DIRECTIONS FOR THIS TASK:
Report every line in the records below that contains the string "dark", copying each matching line in full. Matching is case-sensitive.

ENTRIES:

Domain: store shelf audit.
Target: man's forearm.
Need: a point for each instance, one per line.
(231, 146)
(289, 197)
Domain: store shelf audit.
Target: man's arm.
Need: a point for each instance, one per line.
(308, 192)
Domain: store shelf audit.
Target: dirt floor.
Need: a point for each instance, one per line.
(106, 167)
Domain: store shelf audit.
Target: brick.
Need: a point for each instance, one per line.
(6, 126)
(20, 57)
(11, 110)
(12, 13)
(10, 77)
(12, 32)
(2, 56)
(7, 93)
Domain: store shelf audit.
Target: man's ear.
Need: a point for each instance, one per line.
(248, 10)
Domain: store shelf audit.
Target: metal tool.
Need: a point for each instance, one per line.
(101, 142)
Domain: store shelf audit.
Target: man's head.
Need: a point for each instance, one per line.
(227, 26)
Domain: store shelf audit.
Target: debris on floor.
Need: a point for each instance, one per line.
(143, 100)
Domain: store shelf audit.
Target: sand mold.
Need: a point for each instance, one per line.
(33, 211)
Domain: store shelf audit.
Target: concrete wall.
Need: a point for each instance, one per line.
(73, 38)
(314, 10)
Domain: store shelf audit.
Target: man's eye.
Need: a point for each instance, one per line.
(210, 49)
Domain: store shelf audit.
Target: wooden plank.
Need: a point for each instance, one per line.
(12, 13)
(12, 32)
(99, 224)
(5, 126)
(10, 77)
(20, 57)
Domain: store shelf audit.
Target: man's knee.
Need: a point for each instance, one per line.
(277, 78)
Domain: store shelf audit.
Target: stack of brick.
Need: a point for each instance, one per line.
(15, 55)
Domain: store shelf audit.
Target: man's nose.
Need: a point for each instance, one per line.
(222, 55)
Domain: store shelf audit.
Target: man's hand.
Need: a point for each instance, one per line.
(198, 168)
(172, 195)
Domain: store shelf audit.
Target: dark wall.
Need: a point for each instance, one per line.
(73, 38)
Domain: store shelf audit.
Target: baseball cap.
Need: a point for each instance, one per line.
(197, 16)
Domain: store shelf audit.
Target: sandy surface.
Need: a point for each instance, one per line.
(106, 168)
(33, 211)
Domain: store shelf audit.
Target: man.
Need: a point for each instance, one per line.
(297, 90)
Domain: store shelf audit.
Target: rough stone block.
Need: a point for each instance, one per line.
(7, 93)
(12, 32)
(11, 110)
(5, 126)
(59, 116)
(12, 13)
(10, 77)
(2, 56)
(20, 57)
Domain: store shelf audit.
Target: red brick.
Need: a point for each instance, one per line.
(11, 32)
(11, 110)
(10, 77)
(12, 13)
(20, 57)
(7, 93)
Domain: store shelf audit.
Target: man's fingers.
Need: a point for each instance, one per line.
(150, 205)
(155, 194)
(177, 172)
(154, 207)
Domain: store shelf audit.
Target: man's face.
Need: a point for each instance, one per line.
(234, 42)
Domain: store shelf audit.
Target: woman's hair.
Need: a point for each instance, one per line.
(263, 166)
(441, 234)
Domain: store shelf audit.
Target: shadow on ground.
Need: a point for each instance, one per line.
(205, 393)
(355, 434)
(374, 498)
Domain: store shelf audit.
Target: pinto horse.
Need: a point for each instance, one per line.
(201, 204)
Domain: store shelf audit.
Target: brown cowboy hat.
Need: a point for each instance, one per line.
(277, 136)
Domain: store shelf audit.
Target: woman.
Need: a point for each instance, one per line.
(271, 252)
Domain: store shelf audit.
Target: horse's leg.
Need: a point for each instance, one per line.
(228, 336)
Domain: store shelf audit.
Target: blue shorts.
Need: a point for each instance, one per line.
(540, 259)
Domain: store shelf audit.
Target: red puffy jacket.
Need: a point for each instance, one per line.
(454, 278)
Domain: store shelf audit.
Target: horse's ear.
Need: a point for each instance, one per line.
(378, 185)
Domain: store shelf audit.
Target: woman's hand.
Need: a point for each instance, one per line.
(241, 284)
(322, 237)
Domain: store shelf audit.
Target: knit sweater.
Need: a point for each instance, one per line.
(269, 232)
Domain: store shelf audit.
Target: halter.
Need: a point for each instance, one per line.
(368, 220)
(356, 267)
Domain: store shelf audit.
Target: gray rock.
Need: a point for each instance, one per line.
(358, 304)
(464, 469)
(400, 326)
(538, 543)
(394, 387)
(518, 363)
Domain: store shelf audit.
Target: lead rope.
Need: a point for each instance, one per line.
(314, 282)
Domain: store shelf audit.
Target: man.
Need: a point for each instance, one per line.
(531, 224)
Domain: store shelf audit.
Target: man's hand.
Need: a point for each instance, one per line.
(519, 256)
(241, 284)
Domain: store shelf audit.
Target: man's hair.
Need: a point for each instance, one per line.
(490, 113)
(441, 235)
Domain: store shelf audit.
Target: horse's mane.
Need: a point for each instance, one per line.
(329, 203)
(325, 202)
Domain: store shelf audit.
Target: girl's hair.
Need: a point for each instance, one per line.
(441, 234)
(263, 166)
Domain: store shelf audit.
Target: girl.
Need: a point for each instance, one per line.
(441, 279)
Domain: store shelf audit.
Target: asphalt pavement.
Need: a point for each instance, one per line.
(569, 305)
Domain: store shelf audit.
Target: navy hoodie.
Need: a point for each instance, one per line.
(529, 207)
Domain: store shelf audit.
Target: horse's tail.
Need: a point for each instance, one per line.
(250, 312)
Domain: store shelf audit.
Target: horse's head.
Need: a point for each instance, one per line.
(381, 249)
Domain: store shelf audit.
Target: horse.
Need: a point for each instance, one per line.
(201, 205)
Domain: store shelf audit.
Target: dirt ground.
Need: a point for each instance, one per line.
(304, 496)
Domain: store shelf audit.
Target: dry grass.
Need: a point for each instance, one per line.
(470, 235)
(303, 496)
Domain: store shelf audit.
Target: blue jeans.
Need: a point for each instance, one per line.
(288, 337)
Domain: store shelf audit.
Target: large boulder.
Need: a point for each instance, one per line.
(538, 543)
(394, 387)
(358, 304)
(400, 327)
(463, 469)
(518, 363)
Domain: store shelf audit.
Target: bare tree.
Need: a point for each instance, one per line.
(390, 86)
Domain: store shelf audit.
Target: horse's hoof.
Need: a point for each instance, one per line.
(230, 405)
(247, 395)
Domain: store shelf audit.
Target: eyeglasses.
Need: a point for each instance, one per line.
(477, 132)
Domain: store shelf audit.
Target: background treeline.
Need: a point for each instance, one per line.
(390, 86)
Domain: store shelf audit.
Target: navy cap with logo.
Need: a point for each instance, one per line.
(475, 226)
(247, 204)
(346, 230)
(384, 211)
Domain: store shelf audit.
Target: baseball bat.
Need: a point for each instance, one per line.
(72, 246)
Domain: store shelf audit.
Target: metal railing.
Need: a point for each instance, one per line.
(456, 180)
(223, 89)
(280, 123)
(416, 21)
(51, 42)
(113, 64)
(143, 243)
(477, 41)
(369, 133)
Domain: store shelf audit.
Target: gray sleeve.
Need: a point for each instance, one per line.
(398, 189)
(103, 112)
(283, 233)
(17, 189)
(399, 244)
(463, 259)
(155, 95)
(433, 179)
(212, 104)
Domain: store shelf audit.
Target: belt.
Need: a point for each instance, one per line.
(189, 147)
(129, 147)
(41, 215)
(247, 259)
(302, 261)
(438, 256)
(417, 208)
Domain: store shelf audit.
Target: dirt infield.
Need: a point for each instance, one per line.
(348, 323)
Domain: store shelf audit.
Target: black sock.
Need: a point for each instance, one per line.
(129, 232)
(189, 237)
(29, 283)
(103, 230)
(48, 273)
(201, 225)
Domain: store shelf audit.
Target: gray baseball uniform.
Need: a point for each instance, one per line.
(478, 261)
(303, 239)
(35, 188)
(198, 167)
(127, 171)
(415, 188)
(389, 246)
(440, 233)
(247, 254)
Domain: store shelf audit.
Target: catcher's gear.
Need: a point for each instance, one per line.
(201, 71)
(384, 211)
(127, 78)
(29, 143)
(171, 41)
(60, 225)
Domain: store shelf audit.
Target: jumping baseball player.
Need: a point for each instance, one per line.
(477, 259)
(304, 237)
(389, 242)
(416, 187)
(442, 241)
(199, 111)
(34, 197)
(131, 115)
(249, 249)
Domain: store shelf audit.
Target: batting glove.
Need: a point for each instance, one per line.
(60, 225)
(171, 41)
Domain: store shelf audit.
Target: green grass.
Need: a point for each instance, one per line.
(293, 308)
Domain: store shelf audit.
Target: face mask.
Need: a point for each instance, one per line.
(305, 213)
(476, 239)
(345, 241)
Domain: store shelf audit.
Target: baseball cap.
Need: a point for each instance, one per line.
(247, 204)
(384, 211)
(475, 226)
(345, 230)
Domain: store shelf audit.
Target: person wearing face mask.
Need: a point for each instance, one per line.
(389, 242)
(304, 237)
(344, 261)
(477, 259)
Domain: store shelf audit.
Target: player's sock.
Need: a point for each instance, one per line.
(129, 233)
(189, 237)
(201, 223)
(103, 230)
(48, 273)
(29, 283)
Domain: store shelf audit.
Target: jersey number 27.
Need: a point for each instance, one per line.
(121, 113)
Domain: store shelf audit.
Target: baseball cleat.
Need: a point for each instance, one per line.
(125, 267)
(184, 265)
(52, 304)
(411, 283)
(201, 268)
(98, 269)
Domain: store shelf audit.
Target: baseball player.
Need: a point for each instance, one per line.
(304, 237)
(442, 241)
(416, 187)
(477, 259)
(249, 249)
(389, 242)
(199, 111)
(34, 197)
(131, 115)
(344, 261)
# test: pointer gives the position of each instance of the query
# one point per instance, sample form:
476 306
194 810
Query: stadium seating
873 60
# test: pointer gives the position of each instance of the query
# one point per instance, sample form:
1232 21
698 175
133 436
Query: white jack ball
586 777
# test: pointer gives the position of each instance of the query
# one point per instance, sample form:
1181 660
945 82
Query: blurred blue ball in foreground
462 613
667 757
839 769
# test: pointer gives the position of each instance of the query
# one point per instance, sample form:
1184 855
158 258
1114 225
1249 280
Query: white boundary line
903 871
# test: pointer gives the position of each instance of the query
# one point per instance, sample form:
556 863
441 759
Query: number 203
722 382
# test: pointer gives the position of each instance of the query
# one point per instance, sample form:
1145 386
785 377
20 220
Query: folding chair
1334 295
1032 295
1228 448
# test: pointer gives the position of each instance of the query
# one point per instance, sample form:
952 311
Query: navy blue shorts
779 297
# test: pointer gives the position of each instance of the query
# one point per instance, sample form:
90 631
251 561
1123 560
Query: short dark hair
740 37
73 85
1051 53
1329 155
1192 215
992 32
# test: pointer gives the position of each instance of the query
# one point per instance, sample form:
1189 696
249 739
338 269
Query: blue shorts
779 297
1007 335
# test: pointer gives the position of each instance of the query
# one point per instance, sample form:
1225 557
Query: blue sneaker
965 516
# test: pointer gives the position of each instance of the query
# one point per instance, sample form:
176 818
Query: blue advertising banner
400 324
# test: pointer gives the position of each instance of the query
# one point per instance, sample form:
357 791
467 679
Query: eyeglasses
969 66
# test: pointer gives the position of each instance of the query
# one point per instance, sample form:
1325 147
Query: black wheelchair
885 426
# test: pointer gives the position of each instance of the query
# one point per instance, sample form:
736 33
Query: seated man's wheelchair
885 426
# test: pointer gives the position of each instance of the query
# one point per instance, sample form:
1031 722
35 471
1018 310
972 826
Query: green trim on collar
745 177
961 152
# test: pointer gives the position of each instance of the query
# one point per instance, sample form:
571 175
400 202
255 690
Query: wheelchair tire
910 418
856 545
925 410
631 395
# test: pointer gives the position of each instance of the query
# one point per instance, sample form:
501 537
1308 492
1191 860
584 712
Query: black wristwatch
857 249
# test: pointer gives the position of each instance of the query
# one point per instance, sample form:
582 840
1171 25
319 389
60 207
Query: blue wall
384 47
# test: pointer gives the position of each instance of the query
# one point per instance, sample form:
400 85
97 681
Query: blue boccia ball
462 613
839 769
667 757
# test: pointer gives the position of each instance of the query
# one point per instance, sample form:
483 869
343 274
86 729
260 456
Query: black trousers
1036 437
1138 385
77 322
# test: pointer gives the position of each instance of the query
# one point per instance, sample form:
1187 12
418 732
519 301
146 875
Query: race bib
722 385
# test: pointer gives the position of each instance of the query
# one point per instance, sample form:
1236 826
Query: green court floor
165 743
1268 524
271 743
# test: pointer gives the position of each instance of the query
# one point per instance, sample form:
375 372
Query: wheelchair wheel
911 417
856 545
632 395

REPLY:
Target: dark wall.
Query: short dark hair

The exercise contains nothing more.